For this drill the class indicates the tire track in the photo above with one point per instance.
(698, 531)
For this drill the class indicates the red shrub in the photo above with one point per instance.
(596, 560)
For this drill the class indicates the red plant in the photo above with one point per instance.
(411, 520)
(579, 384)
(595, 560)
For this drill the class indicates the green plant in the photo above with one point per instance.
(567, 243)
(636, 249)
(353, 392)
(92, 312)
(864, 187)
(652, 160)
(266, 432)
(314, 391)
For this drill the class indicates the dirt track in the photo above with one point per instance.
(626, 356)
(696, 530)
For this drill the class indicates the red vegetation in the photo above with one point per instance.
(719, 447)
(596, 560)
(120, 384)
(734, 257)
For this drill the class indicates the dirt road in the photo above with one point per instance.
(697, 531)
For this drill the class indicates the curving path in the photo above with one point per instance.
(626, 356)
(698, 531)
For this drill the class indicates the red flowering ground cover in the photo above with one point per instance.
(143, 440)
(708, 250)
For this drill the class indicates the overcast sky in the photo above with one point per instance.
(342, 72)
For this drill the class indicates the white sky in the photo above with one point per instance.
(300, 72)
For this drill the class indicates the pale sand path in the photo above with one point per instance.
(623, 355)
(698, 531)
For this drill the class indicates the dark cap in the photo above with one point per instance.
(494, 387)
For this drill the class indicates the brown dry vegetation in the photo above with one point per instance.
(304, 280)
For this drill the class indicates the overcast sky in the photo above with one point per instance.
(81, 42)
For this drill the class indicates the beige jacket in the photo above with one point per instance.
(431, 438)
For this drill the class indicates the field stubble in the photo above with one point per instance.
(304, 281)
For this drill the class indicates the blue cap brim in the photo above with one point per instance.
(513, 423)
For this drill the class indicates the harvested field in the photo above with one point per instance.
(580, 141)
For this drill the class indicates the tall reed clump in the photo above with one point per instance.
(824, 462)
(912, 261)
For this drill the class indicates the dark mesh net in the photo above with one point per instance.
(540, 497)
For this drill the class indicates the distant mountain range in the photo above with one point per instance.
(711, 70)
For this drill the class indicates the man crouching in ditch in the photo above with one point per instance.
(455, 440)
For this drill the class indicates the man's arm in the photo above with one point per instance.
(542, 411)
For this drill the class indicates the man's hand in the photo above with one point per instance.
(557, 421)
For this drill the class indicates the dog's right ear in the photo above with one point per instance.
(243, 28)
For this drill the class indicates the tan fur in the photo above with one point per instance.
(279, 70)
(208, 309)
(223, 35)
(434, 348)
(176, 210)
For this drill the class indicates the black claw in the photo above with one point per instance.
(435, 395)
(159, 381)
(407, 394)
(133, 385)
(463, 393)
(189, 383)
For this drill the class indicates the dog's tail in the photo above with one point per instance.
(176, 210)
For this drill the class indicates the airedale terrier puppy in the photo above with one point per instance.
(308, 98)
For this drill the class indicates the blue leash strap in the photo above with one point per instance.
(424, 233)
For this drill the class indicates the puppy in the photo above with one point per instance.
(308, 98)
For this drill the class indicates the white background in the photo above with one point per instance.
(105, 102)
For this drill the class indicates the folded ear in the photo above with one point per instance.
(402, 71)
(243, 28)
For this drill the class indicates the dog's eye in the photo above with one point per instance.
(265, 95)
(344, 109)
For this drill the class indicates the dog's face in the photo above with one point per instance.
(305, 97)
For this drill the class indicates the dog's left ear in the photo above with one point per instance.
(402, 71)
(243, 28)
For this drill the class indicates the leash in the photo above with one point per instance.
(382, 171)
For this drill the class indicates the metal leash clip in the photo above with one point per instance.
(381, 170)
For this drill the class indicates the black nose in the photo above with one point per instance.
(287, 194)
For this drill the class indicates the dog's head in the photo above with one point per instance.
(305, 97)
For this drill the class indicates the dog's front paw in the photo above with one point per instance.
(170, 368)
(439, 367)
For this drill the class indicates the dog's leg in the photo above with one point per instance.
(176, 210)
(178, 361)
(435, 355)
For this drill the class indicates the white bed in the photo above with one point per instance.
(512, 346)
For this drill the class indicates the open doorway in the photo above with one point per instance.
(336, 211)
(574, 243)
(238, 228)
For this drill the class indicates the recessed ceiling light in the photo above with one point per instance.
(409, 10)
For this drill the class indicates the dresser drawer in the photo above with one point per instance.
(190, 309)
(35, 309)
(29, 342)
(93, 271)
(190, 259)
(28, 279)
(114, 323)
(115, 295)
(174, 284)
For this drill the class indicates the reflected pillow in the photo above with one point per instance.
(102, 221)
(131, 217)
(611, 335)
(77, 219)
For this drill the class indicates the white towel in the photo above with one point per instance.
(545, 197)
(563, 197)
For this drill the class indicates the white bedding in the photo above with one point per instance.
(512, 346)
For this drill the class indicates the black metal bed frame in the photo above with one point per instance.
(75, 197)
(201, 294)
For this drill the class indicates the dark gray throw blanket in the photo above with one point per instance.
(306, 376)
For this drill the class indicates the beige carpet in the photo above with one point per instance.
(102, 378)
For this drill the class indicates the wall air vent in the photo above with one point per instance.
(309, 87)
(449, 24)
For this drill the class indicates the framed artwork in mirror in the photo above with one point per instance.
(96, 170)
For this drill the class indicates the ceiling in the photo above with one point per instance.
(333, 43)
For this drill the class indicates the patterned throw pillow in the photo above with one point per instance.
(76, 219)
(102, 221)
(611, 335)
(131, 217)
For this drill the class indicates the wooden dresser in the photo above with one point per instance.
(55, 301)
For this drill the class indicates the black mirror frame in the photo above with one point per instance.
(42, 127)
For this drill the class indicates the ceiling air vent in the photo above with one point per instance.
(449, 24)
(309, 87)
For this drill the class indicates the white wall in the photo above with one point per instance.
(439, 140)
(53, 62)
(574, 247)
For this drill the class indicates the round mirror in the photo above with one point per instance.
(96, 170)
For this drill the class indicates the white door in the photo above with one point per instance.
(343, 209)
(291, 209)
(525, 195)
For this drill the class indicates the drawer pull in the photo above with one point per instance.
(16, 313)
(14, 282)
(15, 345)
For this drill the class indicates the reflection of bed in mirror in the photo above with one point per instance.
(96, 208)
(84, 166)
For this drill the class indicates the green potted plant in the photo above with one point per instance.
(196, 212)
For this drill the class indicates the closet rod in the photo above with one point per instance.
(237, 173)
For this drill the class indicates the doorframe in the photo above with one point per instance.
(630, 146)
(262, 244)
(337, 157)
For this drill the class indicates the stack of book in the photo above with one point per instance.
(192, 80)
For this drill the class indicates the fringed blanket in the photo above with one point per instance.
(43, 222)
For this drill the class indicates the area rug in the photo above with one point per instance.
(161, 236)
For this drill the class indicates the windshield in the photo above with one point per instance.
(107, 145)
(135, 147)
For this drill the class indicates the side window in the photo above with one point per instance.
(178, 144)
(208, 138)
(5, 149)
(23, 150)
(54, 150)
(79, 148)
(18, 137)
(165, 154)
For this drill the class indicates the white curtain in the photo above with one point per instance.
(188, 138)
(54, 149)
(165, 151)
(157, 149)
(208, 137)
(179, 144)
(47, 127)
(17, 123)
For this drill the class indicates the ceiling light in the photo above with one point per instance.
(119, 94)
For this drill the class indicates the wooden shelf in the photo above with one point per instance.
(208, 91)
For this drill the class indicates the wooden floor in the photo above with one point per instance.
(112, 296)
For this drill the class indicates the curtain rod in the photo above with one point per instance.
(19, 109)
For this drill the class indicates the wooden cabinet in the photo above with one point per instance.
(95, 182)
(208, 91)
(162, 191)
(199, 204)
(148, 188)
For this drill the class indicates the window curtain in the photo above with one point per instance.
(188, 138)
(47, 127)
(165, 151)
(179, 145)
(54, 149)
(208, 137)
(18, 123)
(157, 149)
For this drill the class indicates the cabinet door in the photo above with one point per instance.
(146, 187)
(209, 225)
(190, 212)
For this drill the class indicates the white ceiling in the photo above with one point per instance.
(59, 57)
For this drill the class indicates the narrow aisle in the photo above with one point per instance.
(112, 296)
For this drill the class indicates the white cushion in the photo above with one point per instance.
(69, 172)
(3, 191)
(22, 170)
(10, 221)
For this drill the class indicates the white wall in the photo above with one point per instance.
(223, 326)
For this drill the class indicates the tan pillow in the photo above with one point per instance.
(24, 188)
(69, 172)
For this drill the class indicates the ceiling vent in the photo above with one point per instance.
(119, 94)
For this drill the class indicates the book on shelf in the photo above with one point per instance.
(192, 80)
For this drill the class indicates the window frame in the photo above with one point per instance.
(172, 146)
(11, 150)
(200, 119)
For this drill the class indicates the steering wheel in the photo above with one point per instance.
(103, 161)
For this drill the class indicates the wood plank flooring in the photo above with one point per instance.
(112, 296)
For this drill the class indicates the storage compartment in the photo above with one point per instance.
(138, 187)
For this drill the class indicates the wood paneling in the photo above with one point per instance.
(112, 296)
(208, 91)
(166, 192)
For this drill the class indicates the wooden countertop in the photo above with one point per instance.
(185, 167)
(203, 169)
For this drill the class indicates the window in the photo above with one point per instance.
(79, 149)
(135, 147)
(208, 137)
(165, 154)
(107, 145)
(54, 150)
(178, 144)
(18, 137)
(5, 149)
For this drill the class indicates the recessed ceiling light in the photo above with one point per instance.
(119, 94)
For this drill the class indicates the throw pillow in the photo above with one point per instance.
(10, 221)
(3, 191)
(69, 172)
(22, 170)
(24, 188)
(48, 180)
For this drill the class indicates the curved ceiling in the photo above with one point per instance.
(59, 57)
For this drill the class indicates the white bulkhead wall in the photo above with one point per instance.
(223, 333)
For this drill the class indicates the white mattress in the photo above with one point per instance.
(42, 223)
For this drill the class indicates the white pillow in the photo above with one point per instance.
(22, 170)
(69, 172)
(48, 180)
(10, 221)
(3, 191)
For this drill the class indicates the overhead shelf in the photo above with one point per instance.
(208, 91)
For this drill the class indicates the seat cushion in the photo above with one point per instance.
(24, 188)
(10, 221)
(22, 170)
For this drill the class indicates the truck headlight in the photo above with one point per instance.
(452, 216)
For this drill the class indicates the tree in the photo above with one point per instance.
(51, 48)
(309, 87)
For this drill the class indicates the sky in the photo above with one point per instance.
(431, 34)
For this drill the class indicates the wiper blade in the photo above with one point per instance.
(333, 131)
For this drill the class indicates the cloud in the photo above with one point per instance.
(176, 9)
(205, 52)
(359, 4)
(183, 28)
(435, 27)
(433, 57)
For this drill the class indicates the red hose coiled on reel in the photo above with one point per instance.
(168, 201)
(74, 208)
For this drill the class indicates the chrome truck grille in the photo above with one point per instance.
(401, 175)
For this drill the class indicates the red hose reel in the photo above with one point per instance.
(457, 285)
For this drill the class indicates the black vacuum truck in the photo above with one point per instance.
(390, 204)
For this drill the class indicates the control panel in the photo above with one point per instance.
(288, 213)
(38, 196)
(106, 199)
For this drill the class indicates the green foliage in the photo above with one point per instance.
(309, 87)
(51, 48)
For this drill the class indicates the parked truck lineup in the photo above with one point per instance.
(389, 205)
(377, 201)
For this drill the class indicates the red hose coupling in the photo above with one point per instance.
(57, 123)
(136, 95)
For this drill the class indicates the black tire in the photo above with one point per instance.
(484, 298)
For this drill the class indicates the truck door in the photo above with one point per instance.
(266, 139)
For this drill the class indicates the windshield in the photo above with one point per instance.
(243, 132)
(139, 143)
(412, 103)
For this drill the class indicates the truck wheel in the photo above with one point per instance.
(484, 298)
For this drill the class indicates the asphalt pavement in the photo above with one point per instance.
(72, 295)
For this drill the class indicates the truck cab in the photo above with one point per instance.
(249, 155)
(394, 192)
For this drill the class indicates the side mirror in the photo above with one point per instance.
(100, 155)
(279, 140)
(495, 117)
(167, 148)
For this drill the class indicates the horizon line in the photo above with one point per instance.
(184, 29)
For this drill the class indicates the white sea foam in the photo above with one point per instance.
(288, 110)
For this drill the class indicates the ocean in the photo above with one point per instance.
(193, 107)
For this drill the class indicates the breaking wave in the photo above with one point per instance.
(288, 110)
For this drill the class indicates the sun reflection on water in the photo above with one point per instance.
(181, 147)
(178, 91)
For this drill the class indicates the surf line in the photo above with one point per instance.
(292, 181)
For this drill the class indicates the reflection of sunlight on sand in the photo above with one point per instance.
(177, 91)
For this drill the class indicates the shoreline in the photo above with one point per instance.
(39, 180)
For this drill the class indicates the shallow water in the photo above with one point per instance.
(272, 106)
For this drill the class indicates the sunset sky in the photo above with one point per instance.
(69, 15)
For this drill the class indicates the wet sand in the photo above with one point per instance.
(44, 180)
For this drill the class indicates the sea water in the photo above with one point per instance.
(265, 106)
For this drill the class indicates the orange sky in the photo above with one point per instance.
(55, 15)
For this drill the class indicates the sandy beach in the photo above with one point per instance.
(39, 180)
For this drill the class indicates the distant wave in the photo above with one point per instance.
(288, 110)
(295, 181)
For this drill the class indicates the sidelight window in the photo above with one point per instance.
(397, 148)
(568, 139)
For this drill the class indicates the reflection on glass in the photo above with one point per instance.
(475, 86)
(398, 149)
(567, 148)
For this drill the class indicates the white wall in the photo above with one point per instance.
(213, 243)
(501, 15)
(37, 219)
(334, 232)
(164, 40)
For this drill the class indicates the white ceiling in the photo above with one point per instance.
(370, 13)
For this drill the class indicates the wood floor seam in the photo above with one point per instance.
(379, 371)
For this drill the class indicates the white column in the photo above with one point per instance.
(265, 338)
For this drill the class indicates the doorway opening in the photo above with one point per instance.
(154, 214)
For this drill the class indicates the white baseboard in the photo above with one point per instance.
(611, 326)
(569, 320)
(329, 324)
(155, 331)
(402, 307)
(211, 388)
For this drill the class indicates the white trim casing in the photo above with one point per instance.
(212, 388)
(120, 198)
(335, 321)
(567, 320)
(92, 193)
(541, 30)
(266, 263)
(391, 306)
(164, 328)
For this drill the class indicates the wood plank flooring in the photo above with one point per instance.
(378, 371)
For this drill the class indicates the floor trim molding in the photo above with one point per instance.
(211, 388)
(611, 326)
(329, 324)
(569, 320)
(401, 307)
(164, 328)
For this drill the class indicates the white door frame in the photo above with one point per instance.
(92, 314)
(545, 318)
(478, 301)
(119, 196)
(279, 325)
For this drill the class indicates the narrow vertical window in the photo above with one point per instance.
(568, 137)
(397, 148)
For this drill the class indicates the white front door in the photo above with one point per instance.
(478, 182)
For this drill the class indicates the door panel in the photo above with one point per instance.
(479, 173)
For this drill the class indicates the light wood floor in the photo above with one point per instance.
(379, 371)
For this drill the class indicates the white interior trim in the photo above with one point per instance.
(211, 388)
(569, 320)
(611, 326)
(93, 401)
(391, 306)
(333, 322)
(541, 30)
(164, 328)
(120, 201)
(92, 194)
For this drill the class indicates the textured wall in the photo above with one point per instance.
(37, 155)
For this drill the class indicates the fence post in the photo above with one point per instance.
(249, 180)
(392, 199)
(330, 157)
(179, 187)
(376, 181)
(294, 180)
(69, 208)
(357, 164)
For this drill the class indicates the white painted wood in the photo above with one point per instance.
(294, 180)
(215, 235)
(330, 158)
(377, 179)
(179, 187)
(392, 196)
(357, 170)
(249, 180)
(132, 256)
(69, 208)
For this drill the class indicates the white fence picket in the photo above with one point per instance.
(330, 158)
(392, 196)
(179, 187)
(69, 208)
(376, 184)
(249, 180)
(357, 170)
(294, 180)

Task details: Copy exactly the line containing "For this drill the class indicates the fence" and every line after it, ending with the last line of the records above.

The result:
For this drill the class indicates the fence post in the photo above with one point per instance.
(249, 180)
(392, 199)
(330, 157)
(179, 187)
(376, 181)
(294, 180)
(69, 208)
(357, 164)
For this drill the class indicates the white painted wood in the photo above with one point per instance.
(294, 180)
(215, 235)
(330, 158)
(377, 179)
(179, 187)
(392, 196)
(357, 170)
(249, 180)
(132, 256)
(69, 208)
For this drill the class indicates the white fence picket in the photo above with one point per instance.
(330, 158)
(392, 196)
(179, 187)
(69, 208)
(376, 184)
(249, 180)
(357, 170)
(294, 180)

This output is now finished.